** start of Provided records **
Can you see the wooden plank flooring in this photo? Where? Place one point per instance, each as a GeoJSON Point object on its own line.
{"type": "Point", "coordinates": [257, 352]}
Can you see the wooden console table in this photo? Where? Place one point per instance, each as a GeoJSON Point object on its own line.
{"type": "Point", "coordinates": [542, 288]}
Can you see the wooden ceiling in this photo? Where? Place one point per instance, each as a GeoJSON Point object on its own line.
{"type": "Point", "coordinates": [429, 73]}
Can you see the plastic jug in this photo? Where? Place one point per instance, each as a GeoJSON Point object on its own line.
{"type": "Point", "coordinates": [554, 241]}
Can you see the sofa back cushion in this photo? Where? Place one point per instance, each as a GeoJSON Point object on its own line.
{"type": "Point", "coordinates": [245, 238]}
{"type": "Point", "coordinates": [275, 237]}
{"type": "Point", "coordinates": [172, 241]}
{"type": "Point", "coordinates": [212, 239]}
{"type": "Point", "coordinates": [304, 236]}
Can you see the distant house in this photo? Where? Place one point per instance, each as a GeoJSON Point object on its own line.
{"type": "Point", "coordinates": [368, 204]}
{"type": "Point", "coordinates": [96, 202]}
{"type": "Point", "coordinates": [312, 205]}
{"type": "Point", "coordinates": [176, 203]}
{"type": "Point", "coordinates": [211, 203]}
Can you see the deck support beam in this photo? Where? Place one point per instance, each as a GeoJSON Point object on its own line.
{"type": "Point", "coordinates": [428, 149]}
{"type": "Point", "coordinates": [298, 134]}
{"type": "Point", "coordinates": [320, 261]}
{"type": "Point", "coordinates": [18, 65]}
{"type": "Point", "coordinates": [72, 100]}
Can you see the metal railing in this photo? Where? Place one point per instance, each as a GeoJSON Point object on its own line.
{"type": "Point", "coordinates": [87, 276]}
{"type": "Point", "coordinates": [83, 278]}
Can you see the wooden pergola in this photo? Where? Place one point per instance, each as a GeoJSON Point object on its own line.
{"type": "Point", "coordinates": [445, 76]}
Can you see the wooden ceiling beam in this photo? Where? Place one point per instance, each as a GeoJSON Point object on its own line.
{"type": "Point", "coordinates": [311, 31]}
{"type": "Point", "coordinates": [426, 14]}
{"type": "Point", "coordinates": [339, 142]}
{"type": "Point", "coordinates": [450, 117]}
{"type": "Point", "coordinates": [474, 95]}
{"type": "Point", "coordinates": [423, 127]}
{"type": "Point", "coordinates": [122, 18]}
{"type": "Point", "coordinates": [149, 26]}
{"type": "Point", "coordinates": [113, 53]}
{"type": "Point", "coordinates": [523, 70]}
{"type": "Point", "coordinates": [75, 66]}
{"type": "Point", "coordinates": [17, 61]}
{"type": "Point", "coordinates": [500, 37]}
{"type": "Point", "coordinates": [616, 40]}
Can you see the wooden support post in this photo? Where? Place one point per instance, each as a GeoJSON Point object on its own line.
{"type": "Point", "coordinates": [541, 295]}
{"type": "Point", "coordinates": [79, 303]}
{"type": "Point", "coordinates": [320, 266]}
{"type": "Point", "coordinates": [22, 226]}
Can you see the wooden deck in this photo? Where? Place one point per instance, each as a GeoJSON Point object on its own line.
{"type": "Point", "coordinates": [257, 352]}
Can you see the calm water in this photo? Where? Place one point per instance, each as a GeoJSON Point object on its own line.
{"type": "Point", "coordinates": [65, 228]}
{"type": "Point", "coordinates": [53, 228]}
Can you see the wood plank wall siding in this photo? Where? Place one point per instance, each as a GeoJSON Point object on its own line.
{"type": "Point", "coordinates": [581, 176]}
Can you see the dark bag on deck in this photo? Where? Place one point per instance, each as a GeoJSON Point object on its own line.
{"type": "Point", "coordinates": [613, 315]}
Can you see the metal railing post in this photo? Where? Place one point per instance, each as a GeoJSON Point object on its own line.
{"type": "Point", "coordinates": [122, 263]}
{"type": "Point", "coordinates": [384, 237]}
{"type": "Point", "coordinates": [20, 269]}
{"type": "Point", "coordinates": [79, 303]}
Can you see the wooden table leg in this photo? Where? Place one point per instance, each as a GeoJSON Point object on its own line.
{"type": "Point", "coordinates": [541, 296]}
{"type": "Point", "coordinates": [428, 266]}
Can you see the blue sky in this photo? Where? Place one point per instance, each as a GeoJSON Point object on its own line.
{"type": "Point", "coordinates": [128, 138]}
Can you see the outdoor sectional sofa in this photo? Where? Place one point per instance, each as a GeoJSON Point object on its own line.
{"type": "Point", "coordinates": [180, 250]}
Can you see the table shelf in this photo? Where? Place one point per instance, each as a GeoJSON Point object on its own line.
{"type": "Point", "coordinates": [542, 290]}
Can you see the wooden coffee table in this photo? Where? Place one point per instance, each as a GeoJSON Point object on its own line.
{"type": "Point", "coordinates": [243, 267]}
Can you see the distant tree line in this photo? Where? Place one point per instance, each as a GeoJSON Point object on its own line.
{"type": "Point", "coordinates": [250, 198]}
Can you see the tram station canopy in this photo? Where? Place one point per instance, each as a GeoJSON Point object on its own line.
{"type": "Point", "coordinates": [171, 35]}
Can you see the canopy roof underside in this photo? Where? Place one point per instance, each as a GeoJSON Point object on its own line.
** end of Provided records **
■ Task to complete:
Rewrite everything from the line containing "Can you see the outdoor" down to the end of the entries, replacing "wooden coffee table" with "low wooden table" and leaving all else unchanged.

■ Complete response:
Can you see the outdoor sectional sofa in this photo? Where? Place one point per instance, each as a GeoJSON Point object on its own line.
{"type": "Point", "coordinates": [180, 250]}
Can you see the table shelf in this photo? Where? Place one point per instance, each as a GeoJSON Point object on its own line.
{"type": "Point", "coordinates": [542, 290]}
Can you see the low wooden table in this photo? Where? Place one point per instance, each as a GeoJSON Point object on its own line.
{"type": "Point", "coordinates": [243, 267]}
Can you see the distant tree line in this photo? Where? Place one point per instance, each as a GeoJSON Point object on its own line.
{"type": "Point", "coordinates": [250, 198]}
Can you see the tram station canopy in this photo? Where? Place one point per instance, each as a GeoJSON Point object on its own line.
{"type": "Point", "coordinates": [171, 35]}
Can you see the canopy roof underside in this photo? Where? Place one point per instance, each as a GeoJSON Point object on its own line.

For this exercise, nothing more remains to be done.